**SHORT PROBLEM**
Can you lay out every line of the records below as a numbered list, with blank lines left out?

***** EXERCISE INPUT

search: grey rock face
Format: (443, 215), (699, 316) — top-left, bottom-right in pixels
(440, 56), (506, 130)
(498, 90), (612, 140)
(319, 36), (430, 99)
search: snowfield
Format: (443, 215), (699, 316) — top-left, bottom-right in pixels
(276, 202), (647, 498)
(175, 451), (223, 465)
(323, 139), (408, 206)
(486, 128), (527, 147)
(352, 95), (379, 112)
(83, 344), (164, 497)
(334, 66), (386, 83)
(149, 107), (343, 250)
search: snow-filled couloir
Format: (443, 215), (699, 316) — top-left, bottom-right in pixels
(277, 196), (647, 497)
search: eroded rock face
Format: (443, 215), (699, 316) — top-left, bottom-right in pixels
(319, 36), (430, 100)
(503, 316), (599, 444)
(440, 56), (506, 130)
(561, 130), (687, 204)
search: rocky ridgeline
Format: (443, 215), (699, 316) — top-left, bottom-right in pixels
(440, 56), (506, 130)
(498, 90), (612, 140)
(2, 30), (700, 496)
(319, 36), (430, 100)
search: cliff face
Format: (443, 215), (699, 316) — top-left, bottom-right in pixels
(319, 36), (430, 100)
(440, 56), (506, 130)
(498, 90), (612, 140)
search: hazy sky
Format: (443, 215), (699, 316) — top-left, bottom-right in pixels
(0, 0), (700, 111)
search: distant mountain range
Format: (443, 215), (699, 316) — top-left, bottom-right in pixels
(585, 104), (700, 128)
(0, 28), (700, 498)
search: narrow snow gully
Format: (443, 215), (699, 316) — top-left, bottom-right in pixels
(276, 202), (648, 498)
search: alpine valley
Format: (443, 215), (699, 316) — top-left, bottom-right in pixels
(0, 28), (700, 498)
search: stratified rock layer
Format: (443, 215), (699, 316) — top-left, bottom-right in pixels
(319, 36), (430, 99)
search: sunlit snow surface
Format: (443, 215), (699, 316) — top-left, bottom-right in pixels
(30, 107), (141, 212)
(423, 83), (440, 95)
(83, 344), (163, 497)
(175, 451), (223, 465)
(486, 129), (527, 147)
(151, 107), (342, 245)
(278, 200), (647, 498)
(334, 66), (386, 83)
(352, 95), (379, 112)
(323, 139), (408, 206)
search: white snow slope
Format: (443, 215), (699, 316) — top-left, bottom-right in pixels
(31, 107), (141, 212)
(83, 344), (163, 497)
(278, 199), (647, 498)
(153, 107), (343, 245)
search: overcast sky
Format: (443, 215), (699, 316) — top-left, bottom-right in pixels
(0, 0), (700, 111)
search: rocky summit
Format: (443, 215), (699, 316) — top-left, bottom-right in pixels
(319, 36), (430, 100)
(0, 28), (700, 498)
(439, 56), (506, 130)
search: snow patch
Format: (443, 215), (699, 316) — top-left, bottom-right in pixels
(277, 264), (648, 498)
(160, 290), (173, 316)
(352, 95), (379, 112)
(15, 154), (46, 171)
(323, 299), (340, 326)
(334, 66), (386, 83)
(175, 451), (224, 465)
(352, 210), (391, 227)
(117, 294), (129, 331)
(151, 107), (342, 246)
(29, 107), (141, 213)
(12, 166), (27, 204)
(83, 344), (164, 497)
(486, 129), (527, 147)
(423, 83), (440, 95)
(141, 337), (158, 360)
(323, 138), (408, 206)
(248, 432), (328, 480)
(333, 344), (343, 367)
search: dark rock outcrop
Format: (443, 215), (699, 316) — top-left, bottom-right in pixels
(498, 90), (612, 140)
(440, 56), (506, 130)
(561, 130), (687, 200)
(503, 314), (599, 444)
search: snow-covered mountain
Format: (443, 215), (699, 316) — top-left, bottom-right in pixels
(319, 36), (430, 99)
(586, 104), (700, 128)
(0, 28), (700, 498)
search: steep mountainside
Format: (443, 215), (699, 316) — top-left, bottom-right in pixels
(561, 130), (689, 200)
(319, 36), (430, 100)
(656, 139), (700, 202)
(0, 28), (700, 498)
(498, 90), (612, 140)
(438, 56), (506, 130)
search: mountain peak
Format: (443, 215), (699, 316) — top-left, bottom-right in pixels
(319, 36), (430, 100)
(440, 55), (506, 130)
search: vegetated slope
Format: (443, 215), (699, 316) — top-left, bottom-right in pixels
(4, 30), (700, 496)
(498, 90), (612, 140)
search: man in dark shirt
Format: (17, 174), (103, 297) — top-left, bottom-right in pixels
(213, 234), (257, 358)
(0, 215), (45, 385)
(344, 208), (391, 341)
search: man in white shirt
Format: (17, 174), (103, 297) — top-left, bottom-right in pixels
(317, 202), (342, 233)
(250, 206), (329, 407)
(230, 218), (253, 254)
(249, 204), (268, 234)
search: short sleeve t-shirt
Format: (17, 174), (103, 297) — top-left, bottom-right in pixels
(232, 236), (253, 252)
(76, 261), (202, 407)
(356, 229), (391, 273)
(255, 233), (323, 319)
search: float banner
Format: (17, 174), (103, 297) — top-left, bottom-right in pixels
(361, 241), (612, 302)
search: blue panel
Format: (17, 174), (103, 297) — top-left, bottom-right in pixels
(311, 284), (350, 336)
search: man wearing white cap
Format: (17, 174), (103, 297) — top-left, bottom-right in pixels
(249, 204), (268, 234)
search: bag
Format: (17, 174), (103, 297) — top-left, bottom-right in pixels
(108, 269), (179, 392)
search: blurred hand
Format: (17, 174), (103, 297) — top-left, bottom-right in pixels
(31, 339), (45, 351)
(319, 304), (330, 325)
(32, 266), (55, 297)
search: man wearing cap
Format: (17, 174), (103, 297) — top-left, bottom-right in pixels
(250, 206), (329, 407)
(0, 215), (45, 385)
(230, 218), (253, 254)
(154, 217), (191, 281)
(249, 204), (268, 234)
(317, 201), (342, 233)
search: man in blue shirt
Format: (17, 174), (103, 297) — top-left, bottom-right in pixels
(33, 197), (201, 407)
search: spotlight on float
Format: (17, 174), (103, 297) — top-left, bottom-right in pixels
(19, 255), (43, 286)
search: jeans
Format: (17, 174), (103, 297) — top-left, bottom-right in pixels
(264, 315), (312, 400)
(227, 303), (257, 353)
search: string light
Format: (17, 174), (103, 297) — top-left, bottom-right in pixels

**********

**ANSWER**
1. search: grey rock face
2. Format: (443, 215), (699, 316) — top-left, bottom-right in pixels
3. (440, 56), (506, 130)
4. (498, 90), (612, 140)
5. (319, 36), (430, 99)
6. search: snowfield
7. Format: (443, 215), (699, 316) — top-left, bottom-right in pixels
8. (276, 202), (647, 498)
9. (175, 451), (223, 465)
10. (323, 139), (408, 206)
11. (486, 128), (527, 147)
12. (352, 95), (379, 112)
13. (83, 344), (164, 497)
14. (334, 66), (386, 83)
15. (149, 107), (343, 250)
16. search: snow-filled couloir
17. Format: (443, 215), (699, 316) — top-left, bottom-right in pixels
18. (277, 196), (647, 497)
19. search: eroded rock face
20. Format: (443, 215), (699, 316) — top-left, bottom-right in pixels
21. (319, 36), (430, 100)
22. (503, 316), (599, 444)
23. (440, 56), (506, 130)
24. (561, 130), (687, 204)
25. search: rocky ridgeline
26. Format: (443, 215), (699, 316) — top-left, bottom-right in pixels
27. (440, 56), (506, 130)
28. (498, 90), (612, 140)
29. (2, 30), (700, 496)
30. (319, 36), (430, 100)
31. search: cliff face
32. Format: (443, 215), (699, 316) — top-left, bottom-right in pixels
33. (319, 36), (430, 100)
34. (440, 56), (506, 130)
35. (498, 90), (612, 140)
36. search: hazy sky
37. Format: (443, 215), (699, 316) — top-left, bottom-right in pixels
38. (0, 0), (700, 111)
39. search: distant mountain range
40. Format: (443, 215), (699, 316) — top-left, bottom-right in pixels
41. (585, 104), (700, 128)
42. (0, 28), (700, 498)
43. search: narrow snow gully
44. Format: (443, 215), (699, 316) — top-left, bottom-right in pixels
45. (276, 202), (648, 498)
46. search: alpine valley
47. Format: (443, 215), (699, 316) — top-left, bottom-right in pixels
48. (0, 28), (700, 498)
49. search: stratified rock layer
50. Format: (443, 215), (699, 316) — top-left, bottom-right in pixels
51. (319, 36), (430, 99)
52. search: sunlit snow surface
53. Format: (443, 215), (699, 316) — top-left, bottom-right in pixels
54. (30, 107), (141, 212)
55. (423, 83), (440, 95)
56. (83, 344), (163, 497)
57. (175, 451), (223, 465)
58. (486, 129), (527, 147)
59. (151, 107), (342, 245)
60. (278, 200), (647, 498)
61. (334, 66), (386, 83)
62. (352, 95), (379, 112)
63. (323, 139), (408, 206)
64. search: white snow slope
65. Format: (443, 215), (699, 316) — top-left, bottom-right in pixels
66. (31, 107), (141, 212)
67. (83, 344), (163, 497)
68. (278, 199), (647, 498)
69. (153, 107), (343, 245)
70. search: overcast sky
71. Format: (443, 215), (699, 316) — top-left, bottom-right in pixels
72. (0, 0), (700, 111)
73. search: rocky summit
74. Format: (443, 215), (699, 316) — top-left, bottom-right in pixels
75. (319, 36), (430, 100)
76. (0, 28), (700, 498)
77. (439, 56), (506, 130)
78. search: snow patch
79. Format: (443, 215), (699, 316) — top-left, bottom-right in pixels
80. (277, 264), (648, 498)
81. (160, 290), (173, 316)
82. (352, 95), (379, 112)
83. (15, 154), (46, 171)
84. (323, 299), (340, 326)
85. (334, 66), (386, 83)
86. (175, 451), (224, 465)
87. (352, 210), (391, 227)
88. (117, 294), (129, 331)
89. (151, 107), (342, 246)
90. (29, 107), (141, 213)
91. (12, 166), (27, 204)
92. (83, 344), (164, 497)
93. (486, 129), (527, 147)
94. (423, 83), (440, 95)
95. (141, 337), (158, 360)
96. (323, 138), (408, 206)
97. (248, 432), (328, 480)
98. (333, 344), (343, 367)
99. search: dark rock outcrop
100. Format: (443, 215), (699, 316) — top-left, bottom-right in pixels
101. (498, 90), (612, 140)
102. (440, 56), (506, 130)
103. (561, 130), (687, 200)
104. (503, 314), (599, 444)
105. search: snow-covered mountain
106. Format: (443, 215), (699, 316) — top-left, bottom-right in pixels
107. (319, 36), (430, 99)
108. (586, 104), (700, 128)
109. (0, 28), (700, 498)
110. search: steep mountainside
111. Format: (443, 215), (699, 316) — top-left, bottom-right in pixels
112. (561, 130), (689, 200)
113. (319, 36), (430, 100)
114. (656, 139), (700, 202)
115. (0, 28), (700, 498)
116. (498, 90), (612, 140)
117. (438, 56), (506, 130)
118. search: mountain peak
119. Format: (443, 215), (699, 316) — top-left, bottom-right in pixels
120. (319, 36), (430, 100)
121. (440, 55), (506, 130)
122. search: vegetated slope
123. Format: (443, 215), (699, 316) — top-left, bottom-right in pixels
124. (4, 30), (700, 496)
125. (498, 90), (612, 140)
126. search: man in dark shirt
127. Format: (17, 174), (103, 297) — top-left, bottom-right in pixels
128. (213, 234), (257, 358)
129. (0, 215), (45, 385)
130. (344, 208), (391, 341)
131. search: man in white shirt
132. Format: (17, 174), (103, 297) — top-left, bottom-right in pixels
133. (317, 202), (342, 233)
134. (250, 206), (329, 407)
135. (230, 218), (253, 254)
136. (249, 204), (268, 234)
137. search: short sleeve t-shirt
138. Format: (17, 174), (103, 297) — top-left, bottom-right in pixels
139. (232, 236), (253, 252)
140. (76, 261), (202, 407)
141. (356, 229), (391, 273)
142. (255, 233), (323, 319)
143. search: float banner
144. Format: (17, 174), (103, 297) — top-left, bottom-right in pixels
145. (361, 241), (612, 302)
146. search: blue panel
147. Format: (17, 174), (103, 297) — top-left, bottom-right in pixels
148. (311, 284), (350, 336)
149. search: man wearing white cap
150. Format: (17, 174), (103, 297) — top-left, bottom-right in pixels
151. (249, 204), (268, 234)
152. search: bag
153. Format: (17, 174), (103, 297) — top-left, bottom-right in pixels
154. (108, 269), (179, 392)
155. search: blurred hand
156. Format: (17, 174), (103, 297) — top-left, bottom-right in pixels
157. (31, 339), (45, 351)
158. (319, 304), (330, 325)
159. (32, 266), (55, 297)
160. search: man wearing cap
161. Format: (17, 174), (103, 297) — top-left, bottom-right in pixels
162. (250, 206), (329, 407)
163. (0, 215), (45, 385)
164. (230, 218), (253, 254)
165. (154, 217), (191, 281)
166. (249, 204), (268, 234)
167. (317, 201), (342, 233)
168. search: man in blue shirt
169. Format: (17, 174), (103, 297) — top-left, bottom-right in pixels
170. (33, 197), (201, 407)
171. search: spotlight on float
172. Format: (17, 174), (103, 297) — top-left, bottom-right in pixels
173. (19, 255), (43, 286)
174. search: jeans
175. Format: (17, 174), (103, 297) — top-left, bottom-right in pixels
176. (264, 315), (312, 400)
177. (227, 303), (257, 353)
178. search: string light
179. Format: (17, 174), (103, 297) — top-left, bottom-right in pixels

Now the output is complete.